--- start SOURCE ---
I also get a different race report for gRPC logging.

Once #116207 is merged, I intend to investigate how some small-scale test scenarios can be run in a unit test. Then the normal unit testing should run with race detection and we have a chance to detect problems like the one I already fixed without having to check manually.

pohly · 2023-03-08T16:57:51Z

I was able to trigger the same race also with PreemptionBasic and current master (= 0e9ad24). I must admit that I am a bit relieved that it really is not specific to DRA and also occurs without any of my upcoming changes 😅

Not sure whether it matters, but I had added the following:

diff --git a/pkg/scheduler/internal/queue/scheduling_queue.go b/pkg/scheduler/internal/queue/scheduling_queue.go
index 1f639b5c421..806d78f0a68 100644
--- a/pkg/scheduler/internal/queue/scheduling_queue.go
+++ b/pkg/scheduler/internal/queue/scheduling_queue.go
@@ -33,6 +33,7 @@ import (
        "sync"
        "time"
 
+       "github.com/google/go-cmp/cmp"
        v1 "k8s.io/api/core/v1"
        "k8s.io/apimachinery/pkg/labels"
        "k8s.io/apimachinery/pkg/types"
@@ -897,6 +898,7 @@ func (p *PriorityQueue) calculateBackoffDuration(podInfo *framework.QueuedPodInf
 
 func updatePod(oldPodInfo interface{}, newPod *v1.Pod) *framework.QueuedPodInfo {
        pInfo := oldPodInfo.(*framework.QueuedPodInfo)
--- end SOURCE ---
--- start DATA ROWS ---
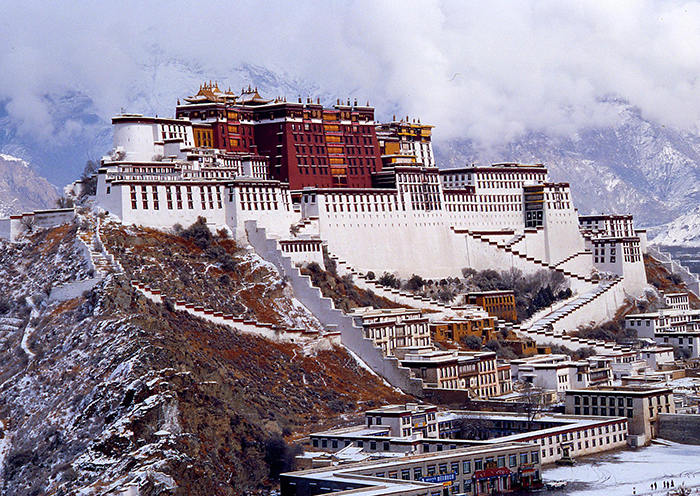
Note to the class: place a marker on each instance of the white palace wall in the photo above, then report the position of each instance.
(382, 236)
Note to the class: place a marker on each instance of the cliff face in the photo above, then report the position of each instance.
(110, 389)
(22, 189)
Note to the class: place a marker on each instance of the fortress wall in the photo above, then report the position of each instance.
(635, 277)
(276, 221)
(535, 245)
(580, 264)
(405, 242)
(325, 311)
(53, 218)
(164, 217)
(114, 201)
(680, 428)
(562, 233)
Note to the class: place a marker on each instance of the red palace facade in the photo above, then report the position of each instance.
(305, 143)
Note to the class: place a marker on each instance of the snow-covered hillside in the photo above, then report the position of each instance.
(109, 390)
(685, 230)
(637, 166)
(22, 189)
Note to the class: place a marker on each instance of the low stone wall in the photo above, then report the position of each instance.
(13, 227)
(679, 428)
(71, 290)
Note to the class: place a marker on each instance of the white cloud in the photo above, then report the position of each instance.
(481, 70)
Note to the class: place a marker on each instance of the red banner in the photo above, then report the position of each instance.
(491, 472)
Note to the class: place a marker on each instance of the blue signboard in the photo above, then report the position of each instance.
(439, 478)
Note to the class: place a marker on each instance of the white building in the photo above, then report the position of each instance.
(392, 328)
(617, 248)
(669, 327)
(558, 372)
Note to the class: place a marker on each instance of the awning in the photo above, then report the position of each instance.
(491, 473)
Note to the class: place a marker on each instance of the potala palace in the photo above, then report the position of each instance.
(370, 192)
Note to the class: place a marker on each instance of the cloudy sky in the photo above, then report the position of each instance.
(487, 71)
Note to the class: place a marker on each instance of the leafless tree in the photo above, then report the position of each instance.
(27, 222)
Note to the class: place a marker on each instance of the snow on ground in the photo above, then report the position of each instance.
(5, 445)
(630, 471)
(29, 329)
--- end DATA ROWS ---
• EXERCISE INSTRUCTIONS:
1. In the forum thread, what does the writer plan to investigate once #116207 is merged?
2. Reproduce word for word the part of the forum thread starting with "I also get a" and going on through "to check manually.".

• CORRECT ANSWERS:
1. How some small-scale test scenarios can be run in a unit test.

2.
I also get a different race report for gRPC logging.

Once #116207 is merged, I intend to investigate how some small-scale test scenarios can be run in a unit test. Then the normal unit testing should run with race detection and we have a chance to detect problems like the one I already fixed without having to check manually.